- _TEXT SHOWN_
Situated on a grassy plain near historic Fort Missoula, Community Hospital is part of a modern complex that includes a nursing home, the Missoula Crippled Children's Center and private offices.
The story of Community Hospital begins with two brothers who were prominent in the early history of Western Montana medicine.
Dr. Charles Thornton (known affectionately as "Dr. Charles") came west in 1905 to begin a practice in Corvallis, Montana. At that time the mortality rate of spotted or "tick" fever was 80 to 90 per cent. Of the first 11 cases Dr. Charles treated, only one patient died. He subsequently became known throughout the Bitterroot Valley for his ability to treat the dreaded Rocky Mountain Spotted Fever.
An ardent sportsman, Dr. Charles was among the first to introduce Chinese and Hungarian pheasants to Western Montana. He also imported and bred German shorthaired pointers to hunt the wily pheasants. At one time, he had more than 30 German pointers in his kennels. Dr. Charles also imported Belgian horses and brown Swiss dairy cattle.

- _DATA EXCERPTS_
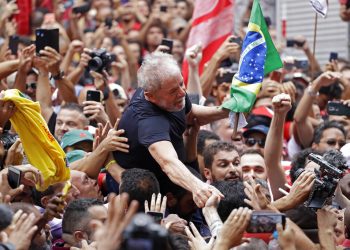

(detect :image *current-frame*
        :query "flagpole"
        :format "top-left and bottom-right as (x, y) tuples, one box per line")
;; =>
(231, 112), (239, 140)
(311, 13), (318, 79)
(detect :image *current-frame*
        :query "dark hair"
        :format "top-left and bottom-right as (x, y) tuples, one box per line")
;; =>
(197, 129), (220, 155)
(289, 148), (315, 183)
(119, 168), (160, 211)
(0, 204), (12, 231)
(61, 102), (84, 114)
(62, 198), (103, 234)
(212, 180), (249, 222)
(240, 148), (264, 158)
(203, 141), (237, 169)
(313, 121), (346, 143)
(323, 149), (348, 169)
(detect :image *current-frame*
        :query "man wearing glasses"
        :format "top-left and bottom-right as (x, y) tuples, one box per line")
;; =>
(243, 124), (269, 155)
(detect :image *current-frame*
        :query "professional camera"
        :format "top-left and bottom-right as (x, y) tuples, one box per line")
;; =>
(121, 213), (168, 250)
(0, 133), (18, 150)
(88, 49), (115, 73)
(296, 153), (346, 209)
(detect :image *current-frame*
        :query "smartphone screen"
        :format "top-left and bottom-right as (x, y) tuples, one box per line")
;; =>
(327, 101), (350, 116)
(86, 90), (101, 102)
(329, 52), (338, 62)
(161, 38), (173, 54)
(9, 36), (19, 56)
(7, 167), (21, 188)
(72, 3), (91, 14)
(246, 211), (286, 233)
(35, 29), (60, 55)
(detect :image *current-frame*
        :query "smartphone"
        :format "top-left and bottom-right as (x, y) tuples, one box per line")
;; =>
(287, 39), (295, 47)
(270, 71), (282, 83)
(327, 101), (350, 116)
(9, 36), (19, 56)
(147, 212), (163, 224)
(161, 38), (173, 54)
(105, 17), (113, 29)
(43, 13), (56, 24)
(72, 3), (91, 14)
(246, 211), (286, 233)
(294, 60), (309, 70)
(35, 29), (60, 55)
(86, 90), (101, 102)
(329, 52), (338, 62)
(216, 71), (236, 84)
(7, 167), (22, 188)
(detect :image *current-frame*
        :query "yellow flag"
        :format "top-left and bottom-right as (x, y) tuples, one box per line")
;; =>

- _TASK SET_
1. Repeat the part of the Community Hospital text from "Situated on a" to "Mountain Spotted Fever." word for word.
2. Carry on the text about Community Hospital's history, picking up right after its last sentence.

- _ANSWERS PER TASK_
1.
Situated on a grassy plain near historic Fort Missoula, Community Hospital is part of a modern complex that includes a nursing home, the Missoula Crippled Children's Center and private offices.
The story of Community Hospital begins with two brothers who were prominent in the early history of Western Montana medicine.
Dr. Charles Thornton (known affectionately as "Dr. Charles") came west in 1905 to begin a practice in Corvallis, Montana. At that time the mortality rate of spotted or "tick" fever was 80 to 90 per cent. Of the first 11 cases Dr. Charles treated, only one patient died. He subsequently became known throughout the Bitterroot Valley for his ability to treat the dreaded Rocky Mountain Spotted Fever.

2.
Dr. Charles' brother, Dr. Will Thornton ("Dr. Will") came west in 1907 and started a practice in Stevensville, Montana. He had been a professor of anatomy and had worked with Dr. J. H. Kellogg, the surgeon who established the Battle Creek sanitarium in Michigan. Dr. Kellogg was the older brother of W. K. Kellogg, who developed the corn flake into a multi-million-dollar industry.
Dr. Will performed more than 15,000 major operations in 36 years of active practice, and he participated in the construction and operation of three private hospitals in Western Montana.
In 1910 he built the first hospital in the Bitterroot Valley and ran it until 1917, when he moved to Missoula. At that time, he built the Thornton Hospital, now the Thornton Apartments at the corner of Third and Orange Streets.